[Pointing dataset records]
▽

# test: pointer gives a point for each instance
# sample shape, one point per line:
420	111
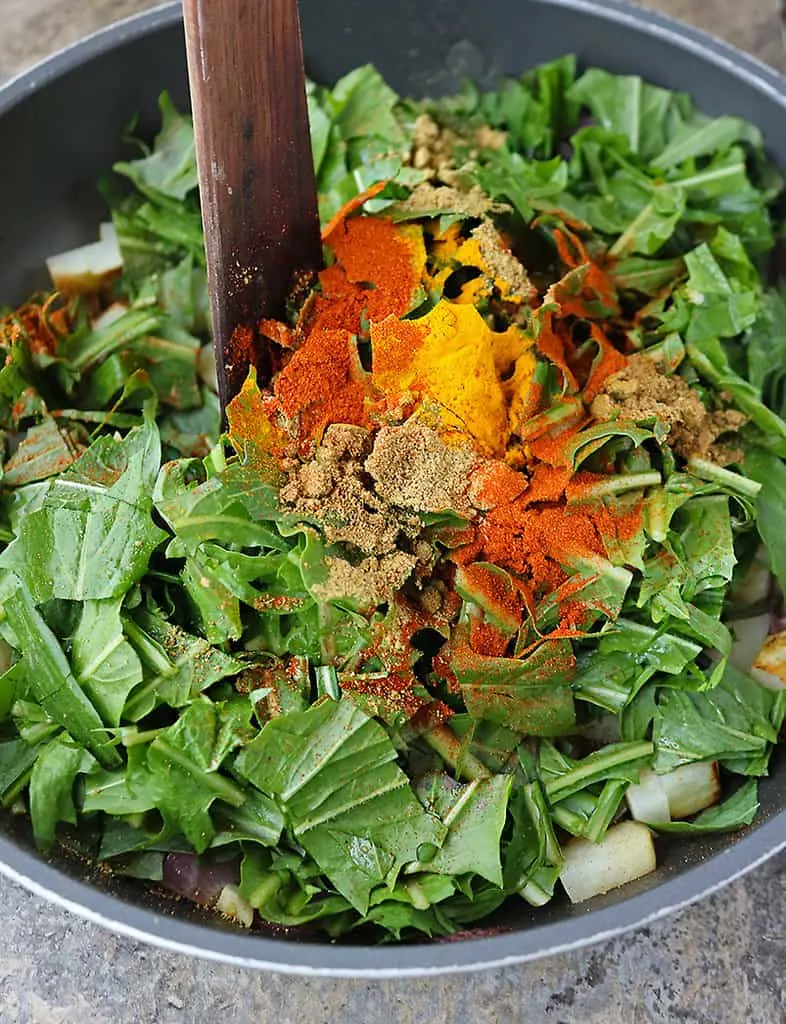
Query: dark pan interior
60	128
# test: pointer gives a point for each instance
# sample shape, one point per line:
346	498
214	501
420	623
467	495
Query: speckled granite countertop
723	962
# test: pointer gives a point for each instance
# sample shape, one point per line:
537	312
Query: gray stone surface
723	962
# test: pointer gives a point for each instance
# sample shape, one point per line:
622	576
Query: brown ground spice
375	579
365	491
500	261
641	391
433	148
413	468
334	489
428	197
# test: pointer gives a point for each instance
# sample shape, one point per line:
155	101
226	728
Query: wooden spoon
256	173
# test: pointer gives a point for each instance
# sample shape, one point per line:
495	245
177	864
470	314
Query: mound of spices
436	436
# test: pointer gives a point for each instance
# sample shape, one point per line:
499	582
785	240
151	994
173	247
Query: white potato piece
690	788
679	794
770	664
625	853
86	268
748	634
647	799
234	907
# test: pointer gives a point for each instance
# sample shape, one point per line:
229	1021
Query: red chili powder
320	383
395	343
375	274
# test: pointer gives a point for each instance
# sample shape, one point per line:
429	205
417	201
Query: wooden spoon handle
256	172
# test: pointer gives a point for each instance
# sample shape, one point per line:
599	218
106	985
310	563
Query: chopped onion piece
626	852
754	586
749	634
647	800
230	904
690	788
770	664
86	268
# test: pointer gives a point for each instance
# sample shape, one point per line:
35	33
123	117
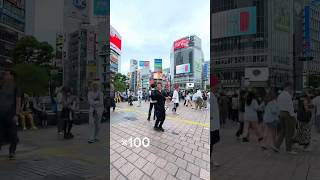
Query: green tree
29	50
120	82
32	78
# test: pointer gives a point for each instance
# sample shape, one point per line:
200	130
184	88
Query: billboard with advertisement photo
257	73
157	65
183	68
181	43
282	15
235	22
115	40
101	7
91	46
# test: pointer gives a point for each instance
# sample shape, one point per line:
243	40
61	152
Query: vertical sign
101	7
91	39
307	38
157	65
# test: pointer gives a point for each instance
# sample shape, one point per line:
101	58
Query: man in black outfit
159	96
152	102
10	98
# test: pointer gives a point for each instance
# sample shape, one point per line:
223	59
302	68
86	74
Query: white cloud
148	28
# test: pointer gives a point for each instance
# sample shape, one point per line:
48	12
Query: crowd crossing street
43	154
180	152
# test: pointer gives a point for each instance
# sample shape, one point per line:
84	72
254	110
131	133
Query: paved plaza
43	154
246	161
181	152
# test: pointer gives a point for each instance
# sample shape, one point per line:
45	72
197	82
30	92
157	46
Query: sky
148	28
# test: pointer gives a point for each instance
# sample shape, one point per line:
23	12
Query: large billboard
183	68
145	67
133	65
282	15
307	37
77	9
257	74
91	46
115	40
157	65
236	22
101	7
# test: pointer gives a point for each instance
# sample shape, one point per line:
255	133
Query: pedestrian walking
58	99
235	107
67	102
303	133
251	118
316	103
175	99
242	104
95	99
287	119
270	120
139	97
112	98
152	103
188	99
160	96
214	119
223	107
205	99
10	98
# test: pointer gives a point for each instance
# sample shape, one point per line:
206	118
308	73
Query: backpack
303	115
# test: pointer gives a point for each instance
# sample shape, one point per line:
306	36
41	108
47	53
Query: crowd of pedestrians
270	117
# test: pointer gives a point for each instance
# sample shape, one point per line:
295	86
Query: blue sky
149	27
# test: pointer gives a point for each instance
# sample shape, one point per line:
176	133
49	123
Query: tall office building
12	26
252	40
186	62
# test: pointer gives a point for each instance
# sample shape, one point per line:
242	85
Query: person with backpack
235	107
242	104
205	99
10	98
303	132
152	103
95	99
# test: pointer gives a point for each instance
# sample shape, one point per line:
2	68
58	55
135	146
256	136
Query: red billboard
115	40
181	43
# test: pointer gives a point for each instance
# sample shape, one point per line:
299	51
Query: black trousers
150	110
240	130
214	138
8	132
67	121
161	116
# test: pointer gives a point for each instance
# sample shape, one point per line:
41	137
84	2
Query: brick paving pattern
181	152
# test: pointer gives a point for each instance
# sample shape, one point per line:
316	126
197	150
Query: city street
246	161
180	152
43	154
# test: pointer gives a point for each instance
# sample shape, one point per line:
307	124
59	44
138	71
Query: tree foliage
120	82
29	50
32	79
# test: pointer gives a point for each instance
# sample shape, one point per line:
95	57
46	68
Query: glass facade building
186	62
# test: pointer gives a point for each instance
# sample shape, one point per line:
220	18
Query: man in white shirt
139	97
152	102
215	117
287	118
95	100
175	99
316	103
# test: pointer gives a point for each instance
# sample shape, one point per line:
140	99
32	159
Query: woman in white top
251	117
270	120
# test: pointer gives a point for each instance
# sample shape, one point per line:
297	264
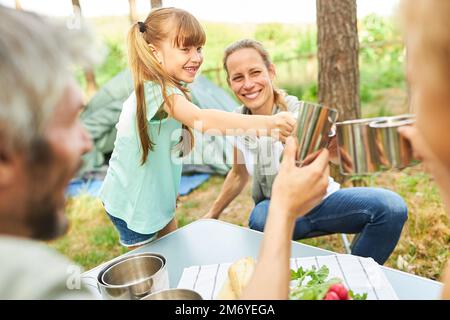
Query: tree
88	73
133	11
337	41
156	3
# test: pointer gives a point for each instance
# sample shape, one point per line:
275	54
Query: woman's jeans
376	214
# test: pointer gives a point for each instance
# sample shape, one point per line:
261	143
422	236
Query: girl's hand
297	190
282	125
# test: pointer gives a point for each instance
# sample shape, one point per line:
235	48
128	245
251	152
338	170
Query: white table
212	241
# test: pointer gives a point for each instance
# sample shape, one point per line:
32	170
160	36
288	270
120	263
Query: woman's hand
297	190
282	125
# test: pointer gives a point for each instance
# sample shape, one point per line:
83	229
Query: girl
141	186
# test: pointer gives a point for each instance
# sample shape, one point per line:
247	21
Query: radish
340	290
331	295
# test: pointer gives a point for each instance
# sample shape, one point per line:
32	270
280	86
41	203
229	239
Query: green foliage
116	61
273	33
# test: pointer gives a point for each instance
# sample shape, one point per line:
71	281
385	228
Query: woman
376	215
427	23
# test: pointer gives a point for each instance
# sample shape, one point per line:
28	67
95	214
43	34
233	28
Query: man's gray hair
36	58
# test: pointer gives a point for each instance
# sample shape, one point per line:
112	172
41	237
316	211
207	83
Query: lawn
423	248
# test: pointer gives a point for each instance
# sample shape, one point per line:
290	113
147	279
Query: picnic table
209	241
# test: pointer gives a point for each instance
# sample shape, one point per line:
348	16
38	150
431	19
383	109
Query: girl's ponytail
140	59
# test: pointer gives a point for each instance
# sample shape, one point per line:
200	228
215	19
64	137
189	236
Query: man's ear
155	52
7	166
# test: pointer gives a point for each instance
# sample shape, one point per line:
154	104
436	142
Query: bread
239	275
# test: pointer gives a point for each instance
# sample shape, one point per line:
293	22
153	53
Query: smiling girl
141	186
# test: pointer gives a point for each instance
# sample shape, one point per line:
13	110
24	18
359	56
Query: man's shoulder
32	270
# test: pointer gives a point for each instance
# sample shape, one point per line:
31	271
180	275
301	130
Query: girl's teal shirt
144	196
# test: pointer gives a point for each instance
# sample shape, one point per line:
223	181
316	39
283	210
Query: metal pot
370	145
356	151
393	151
174	294
314	124
133	277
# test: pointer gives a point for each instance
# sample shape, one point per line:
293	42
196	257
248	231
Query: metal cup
133	277
174	294
393	151
356	149
314	124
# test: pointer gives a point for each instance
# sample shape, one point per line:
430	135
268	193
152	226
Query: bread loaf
239	275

△

Required work: Leave out the pictures and repeat everything else in the records exactly.

Answer to the task:
# test: pointer gives a point for each instance
# sample shape, one point per line:
420	111
Query: dark pan interior
60	128
# test: pointer gives a point for each instance
# sample shape, one point per line:
346	498
214	501
420	623
467	495
Query: speckled granite countertop
723	962
# test: pointer gives a point for each instance
# sample shape, one point per line:
537	312
Query: gray stone surface
723	962
# test: pointer gives a point for each instance
# sample shape, one point per line:
622	576
Query: brown ground spice
375	579
365	491
500	261
641	391
433	148
413	468
334	489
428	197
# test: pointer gives a point for each instance
# sample shape, one point per line:
155	101
226	728
Query: wooden spoon
256	173
# test: pointer gives a point for each instance
# sample shape, one point per line:
495	245
177	864
470	314
Query: mound of spices
436	436
# test: pointer gives a point for each instance
# sample shape, one point per line:
499	582
785	240
151	994
173	247
Query: white potato piece
690	788
679	794
770	664
625	853
86	268
748	634
647	799
234	907
# test: pointer gives a point for each instance
# sample shape, one point per line:
229	1021
Query: red chili powder
320	383
395	343
375	274
# test: pointer gives a point for each instance
# sample shape, one point per line:
429	205
417	201
Query: wooden spoon handle
256	172
# test: pointer gives a point for each instance
# sample shape, one point per line:
599	218
106	985
310	563
Query: chopped onion piece
626	852
754	586
749	634
647	800
230	904
690	788
770	664
86	268
# test: pointer gives a point for each instance
# sample shape, one point per line:
35	33
123	117
Query: green tree
29	50
120	82
32	78
# test: pointer gives a point for each instance
# sample shape, one point per line:
200	130
184	88
Query: billboard with advertisement photo
257	73
157	65
183	68
181	43
282	15
235	22
115	40
101	7
91	46
# test: pointer gives a point for each instance
# sample shape, one point per line:
243	40
61	152
Query: vertical sign
101	7
91	39
307	38
157	65
# test: pointer gives a point for each instance
# sample shape, one point per line:
101	58
Query: man in black outfit
159	96
152	102
10	98
# test: pointer gives a point for each instance
# sample shape, one point per line:
223	59
302	68
86	74
Query: white cloud
148	28
# test: pointer gives a point for each instance
# sample shape, one point per line:
48	12
Query: crowd crossing street
43	154
180	152
# test: pointer gives a point for each instance
# sample shape, one point per line:
84	72
254	110
131	133
Query: paved plaza
43	154
246	161
181	152
# test: pointer gives a point for each instance
# sample shape, one point per line:
45	72
197	82
30	92
157	46
Query: sky
148	28
# test: pointer gives a point for each instance
# sample shape, one point per line:
23	12
Query: large billboard
183	68
145	67
133	65
282	15
307	37
77	9
257	74
91	46
115	40
157	65
236	22
101	7
# test: pointer gives a point for each instance
# sample shape, one point per line:
255	133
Query: pedestrian walking
58	99
235	107
67	102
303	133
251	118
316	103
175	99
242	104
95	99
287	119
270	120
139	97
112	98
152	103
188	99
160	96
214	119
223	107
205	99
10	98
# test: pointer gives a point for each instance
# sample shape, one point per line:
206	118
308	73
Query: backpack
303	115
# test: pointer gives a point for each instance
# sample shape, one point per line:
306	36
41	108
47	53
Query: crowd of pedestrians
270	117
# test: pointer gives a point for each instance
# sample shape, one point per line:
295	86
Query: blue sky
149	27
# test: pointer gives a point for each instance
# sample shape, one point per line:
176	133
49	123
Query: tall office building
12	26
252	40
186	62
# test: pointer gives a point for each instance
# sample shape, one point per line:
242	85
Query: person with backpack
235	107
242	104
205	99
10	98
303	132
152	103
95	99
# test: pointer gives a point for each instance
# sample shape, one point per line:
2	68
58	55
135	146
256	136
Query: red billboard
115	40
181	43
# test: pointer gives a point for each instance
# sample shape, one point per line:
299	51
Query: black trousers
150	110
240	130
214	138
8	132
67	121
161	116
# test: pointer gives a point for each instance
# sample shape, one point per line:
41	137
84	2
Query: brick paving pattern
181	152
# test: pointer gives a point for each instance
# sample shape, one point per line:
316	126
197	150
Query: city street
246	161
180	152
43	154
# test: pointer gives a point for each instance
# sample shape, one point per line:
307	124
59	44
138	71
Query: tree foliage
120	82
29	50
32	79
# test: pointer gives a point for each instance
# sample shape, one point per line:
95	57
46	68
Query: glass facade building
186	62
# test: pointer gives a point for each instance
# sample shape, one point per line:
220	18
Query: man in white shirt
139	97
152	102
215	117
287	118
95	100
175	99
316	103
# test: pointer gives a point for each instance
# sample shape, one point per line:
140	99
32	159
Query: woman in white top
251	117
270	120
# test: pointer gives a point for each instance
# sample shape, one point per line:
297	264
Query: tree
88	73
133	11
337	41
156	3
# test: pointer gives a point for each instance
# sample shape, one point per line:
275	54
Query: woman's jeans
376	214
# test: pointer gives a point for each instance
# sample shape, one point per line:
261	143
422	236
Query: girl's hand
297	190
282	125
# test: pointer gives a point for each instance
# sample shape, one point per line:
235	48
128	245
251	152
338	170
Query: white table
212	241
# test: pointer gives a point for each instance
# sample shape, one point per line:
32	170
160	36
288	270
120	263
Query: woman's hand
297	190
282	125
# test: pointer gives a point for each instance
# sample shape, one point per line:
83	229
Query: girl
141	186
# test: pointer gives a point for each instance
# sample shape, one point per line:
247	21
Query: radish
340	290
331	295
# test: pointer gives a point for each instance
# sample shape, one point per line:
32	270
280	86
41	203
229	239
Query: green foliage
116	61
273	33
# test: pointer gives a point for each instance
# sample shape, one point per line:
71	281
385	228
Query: woman
376	215
427	23
# test: pointer gives a point for each instance
# sample shape, one point per line:
28	67
95	214
43	34
233	28
Query: man's gray hair
36	58
# test: pointer gives a point for each instance
# sample shape, one point per line:
112	172
41	237
316	211
207	83
Query: lawn
423	248
# test: pointer gives a point for each instance
# sample shape, one point per line:
290	113
147	279
Query: picnic table
209	241
# test: pointer gives a point for each instance
# sample shape, one point per line:
348	16
38	150
431	19
383	109
Query: girl's ponytail
140	59
# test: pointer gives a point for each instance
# sample shape, one point per line:
200	228
215	19
64	137
189	236
Query: man's ear
155	52
7	166
# test: pointer gives a point for each instance
# sample shape, one point per line:
154	104
436	142
Query: bread
239	275
# test: pointer gives a point for each instance
# sample shape, one point per line:
293	22
153	53
Query: smiling girl
141	186
# test: pointer gives a point for each instance
# sample shape, one point per line:
13	110
24	18
359	56
Query: man's shoulder
32	270
# test: pointer gives a point for each instance
# sample shape, one point per line:
31	271
180	275
301	130
Query: girl's teal shirt
144	196
# test: pointer gives a point for each instance
# sample shape, one point per line:
223	181
316	39
283	210
Query: metal pot
370	145
356	151
393	151
174	294
314	124
133	277
# test: pointer gives a point for each instance
# sample shape, one point per line:
293	42
196	257
248	231
Query: metal cup
133	277
174	294
393	151
356	149
314	124
# test: pointer gives a point for each instance
# sample shape, one point per line:
430	135
268	193
152	226
Query: bread loaf
239	275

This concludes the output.